■ EXERCISES TO COMPLETE:
[A] In the shear test discussion, why does the last poster want to calibrate a hyperelastic model to simple shear test data on rubber with MCalibration? Answer in one to three sentences.
[B] Please output the part of the shear test discussion that opens with the words containing "I go to eng." and closes with "need true stresses?".

■ SUPPLIED PASSAGE:
# # # #

Shear test data
I have test results (force, displacement) form a test like this one:
How can I get the true stress/strain?
I go to eng. shear strains of 200% and it seems the eng vs true stress is giving weird results after 150% or so.
My question is same with yours. We can find nominal stresses and strains but about true stresses we do not have any thing. Can anyone help us?
My biggest problems start when I want to incorporate test data with 200% shear strain.
[QUOTE=Settler,13458]My biggest problems start when I want to incorporate test data with 200% shear strain.
What about your thickness? My height is 80mm and thickness is 2mm. My max strain aprox. 90%.
Why do you need true stresses?
You can calibrate directly to the engineering shear strain-strain using [URL= http://www.veryst.com/what-we-offer/polymer-modeling ]MCalibration[/URL].
I'm trying to use Mcaibration to calibrate a hyperelastic model based on simple shear test data on rubber. I would be then able to use the calibrated model in Abaqus for characterizing the hysteretic behavior of rubber in shear.

# # # #

(Stored entries)
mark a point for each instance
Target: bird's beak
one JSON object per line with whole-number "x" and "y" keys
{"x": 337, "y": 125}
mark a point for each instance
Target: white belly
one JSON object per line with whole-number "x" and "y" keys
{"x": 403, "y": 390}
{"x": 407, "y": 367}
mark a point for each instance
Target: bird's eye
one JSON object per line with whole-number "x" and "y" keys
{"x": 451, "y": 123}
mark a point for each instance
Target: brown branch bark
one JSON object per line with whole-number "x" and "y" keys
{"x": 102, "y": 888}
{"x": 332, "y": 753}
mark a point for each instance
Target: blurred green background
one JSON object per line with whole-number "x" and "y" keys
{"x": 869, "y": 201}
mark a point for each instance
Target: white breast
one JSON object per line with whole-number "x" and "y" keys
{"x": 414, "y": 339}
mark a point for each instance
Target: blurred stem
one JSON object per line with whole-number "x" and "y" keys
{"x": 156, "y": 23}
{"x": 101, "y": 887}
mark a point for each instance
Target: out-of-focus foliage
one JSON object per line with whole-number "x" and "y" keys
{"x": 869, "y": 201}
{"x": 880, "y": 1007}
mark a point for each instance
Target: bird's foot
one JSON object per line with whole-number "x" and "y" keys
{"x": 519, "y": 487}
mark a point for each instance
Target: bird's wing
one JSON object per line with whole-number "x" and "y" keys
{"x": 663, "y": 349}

# # # #

■ ANSWERS FOR THE EXERCISE:
[A] The calibrated model could then be used in Abaqus to characterize the hysteretic behavior of rubber in shear.

[B]
I go to eng. shear strains of 200% and it seems the eng vs true stress is giving weird results after 150% or so.
My question is same with yours. We can find nominal stresses and strains but about true stresses we do not have any thing. Can anyone help us?
My biggest problems start when I want to incorporate test data with 200% shear strain.
[QUOTE=Settler,13458]My biggest problems start when I want to incorporate test data with 200% shear strain.
What about your thickness? My height is 80mm and thickness is 2mm. My max strain aprox. 90%.
Why do you need true stresses?